* **Exercise task 1**
Translate this sentence from the Sipxcom high availability primer into Spanish: "The secondary pbx2 server is then failed and the tests are repeated."
* **Exercise task 2**
Write the next part of the Sipxcom high availability primer, picking up after its final sentence.

* **Text section**
%%

This document provides an introduction to getting familiar with the Sipxcom high availability (HA) capabilities and how to deploy in a production network. The work was done using the recent 16.12 ISO release available from download.sipxcom.com. Users are cautioned to plan and test thoroughly - you are working with replicated, real-time Mongo databases - in preparing this document, voice servers were rebuilt several times from fresh installs to eliminate configuration and other issues that are encountered in testing this service. If you wish to reset the system without a re-installation, then follow this procedure precisely http://wiki.sipxcom.org/display/sipXcom/Reset+Entire+System. This primer assumes that the administrator is experienced with the standalone version of Sipxcom and knowledgeable with the details of Polycom phone configurations.
Test Environment and Approach
The following diagram provides an overview of the test network configuration. In the phase 1 testing, DNS is configured so that all phone registrations land on pbx3. The primary pbx is failed first and then incoming and outgoing internal and external calls are tested along with basic features - note that services such as voicemail can only run on the primary server. The secondary pbx2 server is then failed and the tests are repeated. The pbx1 and pbx2 servers are then brought back online to ascertain the high availability system recovers and all feature capability is returned.
For phase 2, pbx3 with IP address 10.20.2.33 is replaced with a server with IP address 10.10.17.10 on separate subnetwork. The same test strategy for phase 1 is then used for phase 2. The router is instrumented with a bandwidth measurement tool to estimate the amount of traffic used to replicate state information from the voice servers in the primary 10.20.2.x subnetwork to the secondary 10.10.17.x subnetwork. This insight is important to understand the WAN bandwidth impact if the intent is to geographically distribute some of the secondary voice servers in multiple locations.
By design Sipxcom is designed is always use its built-in DNS server for querying SRV records - the Sipxcom unmanaged DNS server option when enabled allows querying of an unmanaged DNS server for phone registrations. In testing the Sipxcom HA solution in release 16.12, difficulties were encountered using the managed DNS tools of Sipxcom. This document http://wiki.sipxcom.org/display/sipXcom/DNS+Management provides a good overview of the Sipxcom managed DNS capabilities and how they should work. Despite significant investments to make Sipxcom DNS management tools work with the high availability solution, the HA solution performed best in the lab when Sipxcom used a DNS server that was completely separate from Sipxcom - i.e. DNS services on each of the Sipxcom servers was disabled. The remainder of this document assumes that Sipxcom uses a separate DNS server for all SRV record processing - to do this, careful attention needs to be placed on how Sipxcom primary and secondary servers are built and to disable the DNS service from being enabled at startup.

%%

* **Information given**
%%

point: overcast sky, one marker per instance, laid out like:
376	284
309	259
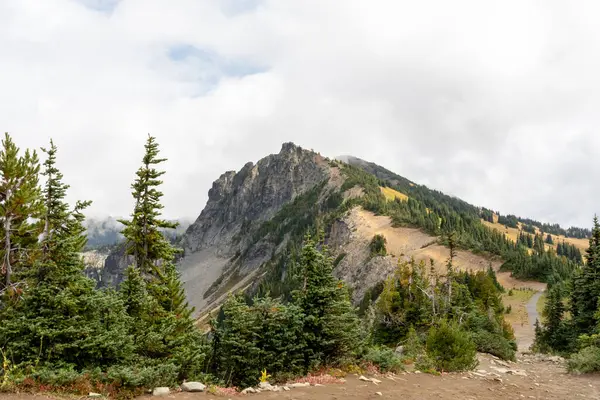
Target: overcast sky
496	102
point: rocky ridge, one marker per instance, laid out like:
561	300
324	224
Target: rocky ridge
223	248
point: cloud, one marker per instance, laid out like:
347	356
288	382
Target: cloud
493	102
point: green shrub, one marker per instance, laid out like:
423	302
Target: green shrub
377	246
384	358
585	361
451	348
413	347
425	364
494	344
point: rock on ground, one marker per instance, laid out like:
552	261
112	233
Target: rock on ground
193	387
161	391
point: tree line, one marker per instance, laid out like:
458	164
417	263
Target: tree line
571	324
57	330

%%

* **Exercise response 1**
Luego se hace fallar el servidor secundario pbx2 y se repiten las pruebas.

* **Exercise response 2**
Configuring Sipxcom for High Availability
These next few subsections assumes that a new Sipxcom server is being built from scratch, a separate DNS server is used for all Sipxcom DNS processing, and that DNS is turned off on all Sipxcom servers.
Build Standalone Unix DNS Server
Build a standalone DNS server using this document as a guide http://wiki.sipxcom.org/display/sipXcom/DNS+Concepts+for+sipXcom. To simplify effort, do the following:
- Install CentOS minimal
- Install bind using the following command yum install bind* -y
- Copy /etc/named.conf and /var/named/default.view.sip.domain.zone file from a working standalone Sipxcom system and modify the zone file to add the pbx2 and pbx3 servers, and adjust priorities so that phones register to pbx3.
- Follow the steps in this document https://www.unixmen.com/dns-server-installation-step-by-step-using-centos-6-3/ steps 4/5 to open up firewall ports to process DNS packets.
Test from another Unix client machine to ascertain Sipxcom SRV records are returned, ping responses to pbx1.lvtest.com, pbx2.test.com, pbx3.lvtest.com, and www.google.com return correct responses in terms of addresses.
Build Sipxcom Primary Server
Build the primary Sipxcom server using the 10.20.2.35 IP address as the primary DNS address in the Ethernet network settings - otherwise Sipxcom will override any manual entries in the /etc/resolv.conf whenever the primary Sipxcom server is restarted. When the fresh Sipxcom system is started, check the primary External DNS setting to ascertain that it points to the standalone DNS server built in the previous step; Otherwise, the etc/resolv.conf will need to be updated to point to the 10.20.2.35 standalone DNS server after every reboot. Start all all necessary Sipxcom services except Sipxbridge, which is not supported in the HA configuration.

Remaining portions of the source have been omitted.